Assigned task -> Pick up the news article on NHS England funding for additional practice staff where it stops, and continue it after the final sentence.

Text section ->
****
NHS England will fund 22,000 additional practice staff – including pharmacists, physiotherapists, paramedics, physician associates and social prescribing workers – by 2023/24.
The announcement comes as the BMA secured today a new five-year contractual agreement with NHS England.
They will be employed as part of networks, which will receive 70% recurrent funding for physiotherapists, physician associates, clinical pharmacists and community paramedics and 100% funding for social prescribers.
The funding will begin this year for social prescribers and pharmacists, and this will include those pharmacists already appointed by networks from previous schemes.
Physios and physician associates will be funded from 2020, while paramedics will be funded from 2021.
According to NHS England, wider teams in practices are likely to ‘improve patient experience, ensuring they are seen by the correct professional at the right time, and help GPs manage their workloads’.
Earlier this week, NHS England announced that primary care networks will be supported by 1,000 social prescribing workers by April 2021.
BMA GP committee chair Dr Richard Vautrey said: ‘Recent years have seen hard-working family doctors deal with an overstretched workforce doing their best to meet rising demand from patients suffering more and more complex conditions, all on the back of a decade of underinvestment in general practice.
****
Provided material ->
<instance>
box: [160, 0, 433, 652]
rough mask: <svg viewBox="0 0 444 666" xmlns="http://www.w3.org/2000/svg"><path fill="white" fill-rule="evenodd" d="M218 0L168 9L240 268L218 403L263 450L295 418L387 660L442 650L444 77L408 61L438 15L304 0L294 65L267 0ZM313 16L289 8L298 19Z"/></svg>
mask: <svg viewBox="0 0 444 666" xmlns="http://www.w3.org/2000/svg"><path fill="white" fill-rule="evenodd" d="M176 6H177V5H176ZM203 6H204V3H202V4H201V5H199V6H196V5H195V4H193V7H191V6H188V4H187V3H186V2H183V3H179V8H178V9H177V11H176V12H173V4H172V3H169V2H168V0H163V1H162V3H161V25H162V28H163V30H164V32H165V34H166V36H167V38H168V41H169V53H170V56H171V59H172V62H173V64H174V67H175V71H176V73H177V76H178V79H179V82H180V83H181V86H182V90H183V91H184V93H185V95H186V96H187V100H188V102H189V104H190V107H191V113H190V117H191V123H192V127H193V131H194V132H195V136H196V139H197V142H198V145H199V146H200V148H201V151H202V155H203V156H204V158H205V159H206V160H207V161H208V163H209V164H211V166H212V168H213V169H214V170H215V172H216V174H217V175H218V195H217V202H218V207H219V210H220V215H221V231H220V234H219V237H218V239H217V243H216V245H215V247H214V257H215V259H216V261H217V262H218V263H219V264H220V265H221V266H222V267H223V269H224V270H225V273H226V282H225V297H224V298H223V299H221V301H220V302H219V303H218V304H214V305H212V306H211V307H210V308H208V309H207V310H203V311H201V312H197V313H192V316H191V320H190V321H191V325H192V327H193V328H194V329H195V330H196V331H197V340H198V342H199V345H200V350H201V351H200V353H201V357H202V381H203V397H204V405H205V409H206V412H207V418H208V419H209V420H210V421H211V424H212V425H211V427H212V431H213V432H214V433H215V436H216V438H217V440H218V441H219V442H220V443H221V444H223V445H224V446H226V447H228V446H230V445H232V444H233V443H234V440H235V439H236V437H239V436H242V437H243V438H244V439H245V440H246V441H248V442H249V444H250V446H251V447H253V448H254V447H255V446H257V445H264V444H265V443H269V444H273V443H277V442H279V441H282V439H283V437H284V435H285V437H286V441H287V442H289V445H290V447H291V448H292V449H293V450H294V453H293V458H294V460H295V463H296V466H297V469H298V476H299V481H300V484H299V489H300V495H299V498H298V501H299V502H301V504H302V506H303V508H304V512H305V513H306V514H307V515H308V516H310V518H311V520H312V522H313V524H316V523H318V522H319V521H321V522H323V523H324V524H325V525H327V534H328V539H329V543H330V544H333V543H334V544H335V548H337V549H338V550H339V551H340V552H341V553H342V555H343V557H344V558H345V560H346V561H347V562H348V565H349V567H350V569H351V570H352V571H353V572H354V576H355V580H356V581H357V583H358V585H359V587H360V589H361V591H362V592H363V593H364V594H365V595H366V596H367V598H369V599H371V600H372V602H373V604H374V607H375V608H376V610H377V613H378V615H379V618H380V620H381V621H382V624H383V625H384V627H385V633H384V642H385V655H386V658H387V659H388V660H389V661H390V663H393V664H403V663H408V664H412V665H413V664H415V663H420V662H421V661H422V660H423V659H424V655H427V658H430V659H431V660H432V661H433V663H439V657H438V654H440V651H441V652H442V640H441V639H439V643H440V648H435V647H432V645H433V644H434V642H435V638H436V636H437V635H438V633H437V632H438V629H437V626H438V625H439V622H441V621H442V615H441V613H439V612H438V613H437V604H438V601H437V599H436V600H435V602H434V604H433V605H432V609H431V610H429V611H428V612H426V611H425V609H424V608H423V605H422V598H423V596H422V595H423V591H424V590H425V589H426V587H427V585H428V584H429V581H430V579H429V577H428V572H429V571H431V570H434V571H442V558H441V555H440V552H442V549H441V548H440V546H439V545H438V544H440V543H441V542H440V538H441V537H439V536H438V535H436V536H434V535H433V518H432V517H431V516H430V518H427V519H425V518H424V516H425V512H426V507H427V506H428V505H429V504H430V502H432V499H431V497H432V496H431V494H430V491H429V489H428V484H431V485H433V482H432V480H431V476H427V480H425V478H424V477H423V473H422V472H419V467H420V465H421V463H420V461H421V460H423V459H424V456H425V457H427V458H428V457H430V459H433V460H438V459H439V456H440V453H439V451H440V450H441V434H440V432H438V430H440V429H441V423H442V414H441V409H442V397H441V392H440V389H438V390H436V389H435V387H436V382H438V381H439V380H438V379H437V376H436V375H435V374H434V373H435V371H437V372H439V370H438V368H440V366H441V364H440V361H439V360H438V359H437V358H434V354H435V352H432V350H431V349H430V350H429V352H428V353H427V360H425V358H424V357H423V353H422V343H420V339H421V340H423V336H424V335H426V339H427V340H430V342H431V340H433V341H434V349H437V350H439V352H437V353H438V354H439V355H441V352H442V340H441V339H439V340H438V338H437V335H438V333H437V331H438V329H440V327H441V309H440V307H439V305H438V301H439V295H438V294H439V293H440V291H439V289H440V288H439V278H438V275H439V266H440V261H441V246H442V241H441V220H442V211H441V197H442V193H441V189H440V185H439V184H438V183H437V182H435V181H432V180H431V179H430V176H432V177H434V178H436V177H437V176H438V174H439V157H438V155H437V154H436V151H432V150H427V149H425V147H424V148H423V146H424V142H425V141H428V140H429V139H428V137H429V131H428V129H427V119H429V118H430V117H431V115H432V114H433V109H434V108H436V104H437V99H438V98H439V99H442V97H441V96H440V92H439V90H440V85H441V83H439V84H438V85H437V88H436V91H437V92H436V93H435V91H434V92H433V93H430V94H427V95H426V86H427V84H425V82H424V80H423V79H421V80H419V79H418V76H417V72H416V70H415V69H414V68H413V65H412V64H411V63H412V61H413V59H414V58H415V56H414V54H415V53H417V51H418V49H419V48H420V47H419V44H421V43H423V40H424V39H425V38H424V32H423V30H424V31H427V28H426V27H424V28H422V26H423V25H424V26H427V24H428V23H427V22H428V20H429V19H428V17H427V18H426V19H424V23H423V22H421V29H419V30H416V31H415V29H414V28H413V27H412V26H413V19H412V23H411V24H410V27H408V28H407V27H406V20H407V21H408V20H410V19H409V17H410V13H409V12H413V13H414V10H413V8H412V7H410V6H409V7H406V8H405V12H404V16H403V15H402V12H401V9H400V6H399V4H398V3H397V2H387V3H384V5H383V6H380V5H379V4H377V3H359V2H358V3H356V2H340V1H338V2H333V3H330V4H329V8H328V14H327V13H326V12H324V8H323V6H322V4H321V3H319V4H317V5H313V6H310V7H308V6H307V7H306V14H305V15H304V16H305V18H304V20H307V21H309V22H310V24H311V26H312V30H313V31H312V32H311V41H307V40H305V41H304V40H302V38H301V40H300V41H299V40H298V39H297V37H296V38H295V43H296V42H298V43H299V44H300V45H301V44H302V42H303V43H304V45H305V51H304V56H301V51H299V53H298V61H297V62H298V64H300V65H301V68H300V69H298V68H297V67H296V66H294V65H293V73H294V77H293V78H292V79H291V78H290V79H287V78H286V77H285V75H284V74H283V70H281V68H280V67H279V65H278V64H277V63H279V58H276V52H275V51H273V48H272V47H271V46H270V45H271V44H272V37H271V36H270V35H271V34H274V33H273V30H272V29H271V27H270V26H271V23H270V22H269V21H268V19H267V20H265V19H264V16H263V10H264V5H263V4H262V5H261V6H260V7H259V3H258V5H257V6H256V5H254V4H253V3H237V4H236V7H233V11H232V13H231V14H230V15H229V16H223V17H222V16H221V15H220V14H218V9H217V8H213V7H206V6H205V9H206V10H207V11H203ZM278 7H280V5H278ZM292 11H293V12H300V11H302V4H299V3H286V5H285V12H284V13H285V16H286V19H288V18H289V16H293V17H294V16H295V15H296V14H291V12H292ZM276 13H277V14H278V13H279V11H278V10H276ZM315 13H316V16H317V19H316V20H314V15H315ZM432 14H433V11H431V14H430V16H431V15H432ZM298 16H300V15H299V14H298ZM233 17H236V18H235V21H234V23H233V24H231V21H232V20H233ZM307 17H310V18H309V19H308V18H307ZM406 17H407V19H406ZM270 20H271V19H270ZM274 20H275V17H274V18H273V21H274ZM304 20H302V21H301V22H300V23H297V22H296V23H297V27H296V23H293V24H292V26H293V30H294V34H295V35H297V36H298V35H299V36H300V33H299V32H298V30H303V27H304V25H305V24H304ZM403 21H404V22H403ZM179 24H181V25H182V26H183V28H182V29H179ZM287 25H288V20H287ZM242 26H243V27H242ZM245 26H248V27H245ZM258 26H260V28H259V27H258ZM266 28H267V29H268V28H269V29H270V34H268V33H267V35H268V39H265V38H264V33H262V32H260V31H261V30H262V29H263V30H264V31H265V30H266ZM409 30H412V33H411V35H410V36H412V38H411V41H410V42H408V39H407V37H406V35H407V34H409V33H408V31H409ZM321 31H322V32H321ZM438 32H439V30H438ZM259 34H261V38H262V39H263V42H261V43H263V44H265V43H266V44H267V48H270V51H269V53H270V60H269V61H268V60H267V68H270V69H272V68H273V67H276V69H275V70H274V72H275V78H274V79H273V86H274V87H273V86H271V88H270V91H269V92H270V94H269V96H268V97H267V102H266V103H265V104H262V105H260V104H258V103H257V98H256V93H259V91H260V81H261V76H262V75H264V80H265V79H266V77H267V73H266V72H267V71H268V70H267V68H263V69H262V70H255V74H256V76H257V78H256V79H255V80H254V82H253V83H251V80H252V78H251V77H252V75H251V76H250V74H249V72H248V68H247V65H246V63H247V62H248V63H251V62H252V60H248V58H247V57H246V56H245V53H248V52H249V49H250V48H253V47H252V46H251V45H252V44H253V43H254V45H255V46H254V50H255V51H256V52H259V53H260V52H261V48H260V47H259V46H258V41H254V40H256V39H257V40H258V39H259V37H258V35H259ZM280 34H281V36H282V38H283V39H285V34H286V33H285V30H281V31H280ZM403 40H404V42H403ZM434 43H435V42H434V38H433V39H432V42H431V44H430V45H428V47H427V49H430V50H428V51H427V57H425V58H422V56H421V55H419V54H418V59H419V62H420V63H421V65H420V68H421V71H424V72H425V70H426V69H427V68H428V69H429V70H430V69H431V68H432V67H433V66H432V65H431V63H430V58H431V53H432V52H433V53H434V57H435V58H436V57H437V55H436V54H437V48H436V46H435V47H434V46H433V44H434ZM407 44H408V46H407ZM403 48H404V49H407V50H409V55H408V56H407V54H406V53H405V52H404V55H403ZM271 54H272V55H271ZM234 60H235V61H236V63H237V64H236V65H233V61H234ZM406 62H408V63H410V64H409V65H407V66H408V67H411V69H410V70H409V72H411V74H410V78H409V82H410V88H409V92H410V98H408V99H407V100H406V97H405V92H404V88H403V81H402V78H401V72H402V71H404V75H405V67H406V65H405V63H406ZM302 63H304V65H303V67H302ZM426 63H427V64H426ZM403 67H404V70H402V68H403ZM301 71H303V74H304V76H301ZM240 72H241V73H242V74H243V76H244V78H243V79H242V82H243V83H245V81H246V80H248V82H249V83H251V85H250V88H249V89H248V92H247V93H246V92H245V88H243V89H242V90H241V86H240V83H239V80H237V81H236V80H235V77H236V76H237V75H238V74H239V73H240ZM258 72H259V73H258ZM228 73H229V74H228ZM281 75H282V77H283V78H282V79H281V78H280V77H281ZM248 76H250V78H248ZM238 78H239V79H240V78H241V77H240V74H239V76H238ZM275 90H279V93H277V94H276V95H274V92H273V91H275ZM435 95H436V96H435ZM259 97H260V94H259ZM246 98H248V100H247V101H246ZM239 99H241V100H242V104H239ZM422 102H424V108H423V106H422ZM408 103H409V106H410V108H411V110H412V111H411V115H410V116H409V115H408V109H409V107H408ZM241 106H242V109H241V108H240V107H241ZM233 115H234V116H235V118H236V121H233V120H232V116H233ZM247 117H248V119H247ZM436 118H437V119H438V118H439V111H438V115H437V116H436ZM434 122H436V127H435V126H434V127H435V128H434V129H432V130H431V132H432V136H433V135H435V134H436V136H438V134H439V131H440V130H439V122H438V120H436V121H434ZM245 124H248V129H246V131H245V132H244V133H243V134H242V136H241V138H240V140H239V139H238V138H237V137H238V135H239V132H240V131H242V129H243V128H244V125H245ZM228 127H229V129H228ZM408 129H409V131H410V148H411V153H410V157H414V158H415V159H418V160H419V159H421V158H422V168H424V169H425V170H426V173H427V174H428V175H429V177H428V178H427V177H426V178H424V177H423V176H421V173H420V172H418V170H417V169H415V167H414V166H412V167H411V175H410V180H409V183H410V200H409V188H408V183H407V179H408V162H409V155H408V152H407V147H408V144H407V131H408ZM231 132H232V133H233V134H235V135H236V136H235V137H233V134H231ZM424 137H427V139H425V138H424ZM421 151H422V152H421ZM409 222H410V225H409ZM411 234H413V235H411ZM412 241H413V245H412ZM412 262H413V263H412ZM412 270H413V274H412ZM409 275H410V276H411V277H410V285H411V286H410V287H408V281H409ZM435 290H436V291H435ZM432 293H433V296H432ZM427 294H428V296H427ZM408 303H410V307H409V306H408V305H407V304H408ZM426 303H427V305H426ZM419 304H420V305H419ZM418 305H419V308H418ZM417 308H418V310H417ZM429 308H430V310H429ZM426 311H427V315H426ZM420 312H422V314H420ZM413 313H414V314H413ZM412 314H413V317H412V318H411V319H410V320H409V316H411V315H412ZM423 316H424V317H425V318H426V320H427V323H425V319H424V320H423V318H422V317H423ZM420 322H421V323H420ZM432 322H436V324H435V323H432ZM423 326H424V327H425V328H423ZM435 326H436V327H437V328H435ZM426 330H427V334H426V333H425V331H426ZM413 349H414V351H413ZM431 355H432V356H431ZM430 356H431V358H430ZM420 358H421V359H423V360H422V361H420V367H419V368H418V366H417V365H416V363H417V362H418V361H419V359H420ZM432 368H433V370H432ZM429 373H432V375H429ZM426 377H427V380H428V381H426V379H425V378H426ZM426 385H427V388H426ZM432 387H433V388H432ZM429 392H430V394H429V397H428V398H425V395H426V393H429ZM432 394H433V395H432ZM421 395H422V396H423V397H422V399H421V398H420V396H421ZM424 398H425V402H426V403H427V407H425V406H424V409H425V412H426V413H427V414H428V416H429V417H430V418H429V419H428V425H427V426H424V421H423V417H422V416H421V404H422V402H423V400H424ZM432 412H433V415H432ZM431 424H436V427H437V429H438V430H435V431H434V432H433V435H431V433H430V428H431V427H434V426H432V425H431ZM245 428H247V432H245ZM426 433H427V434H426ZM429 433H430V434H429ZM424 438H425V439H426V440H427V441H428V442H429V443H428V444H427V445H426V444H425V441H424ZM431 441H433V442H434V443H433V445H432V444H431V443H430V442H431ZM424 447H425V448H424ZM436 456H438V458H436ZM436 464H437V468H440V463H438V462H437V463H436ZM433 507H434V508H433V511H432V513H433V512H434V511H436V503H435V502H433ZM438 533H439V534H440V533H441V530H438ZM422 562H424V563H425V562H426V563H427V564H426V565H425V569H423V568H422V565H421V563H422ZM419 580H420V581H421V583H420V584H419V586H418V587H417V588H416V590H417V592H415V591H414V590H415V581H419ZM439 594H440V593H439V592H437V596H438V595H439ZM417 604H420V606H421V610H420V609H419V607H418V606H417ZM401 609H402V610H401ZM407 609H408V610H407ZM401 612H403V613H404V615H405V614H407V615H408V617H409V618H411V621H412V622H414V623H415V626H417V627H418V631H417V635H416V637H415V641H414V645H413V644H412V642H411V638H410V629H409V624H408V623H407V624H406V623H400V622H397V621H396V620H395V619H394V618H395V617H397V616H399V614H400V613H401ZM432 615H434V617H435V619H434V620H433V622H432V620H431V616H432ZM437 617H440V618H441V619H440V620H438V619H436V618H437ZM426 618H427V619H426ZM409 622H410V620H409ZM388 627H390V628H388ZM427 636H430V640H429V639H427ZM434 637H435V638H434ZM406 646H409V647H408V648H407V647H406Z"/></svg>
****
Answer to the exercise ->
‘Support and funding for primary care networks mean practices can work together, led by a single GP, and employ additional staff to provide a range of services in the local area, ensuring patients have ready access to the right healthcare professional, and helping reduce workload pressures on GPs.’
NHS England said that the increased workforce will add to the 5,000 additional staff that have been recruited in practices over the last four years.
RCGP chair Professor Helen Stokes-Lampard said: ‘While our prime objective must remain the recruitment and retention of thousands more GPs, we welcome the focus on collaborative working with a range of highly-skilled members of the GP team, to support our work and free up our time to deliver care to patients who need our expertise – as well as with other practices in the same locality.
’Primary care networks have been shown to be beneficial in terms of increased peer support, building resilience in the system and pooling resources.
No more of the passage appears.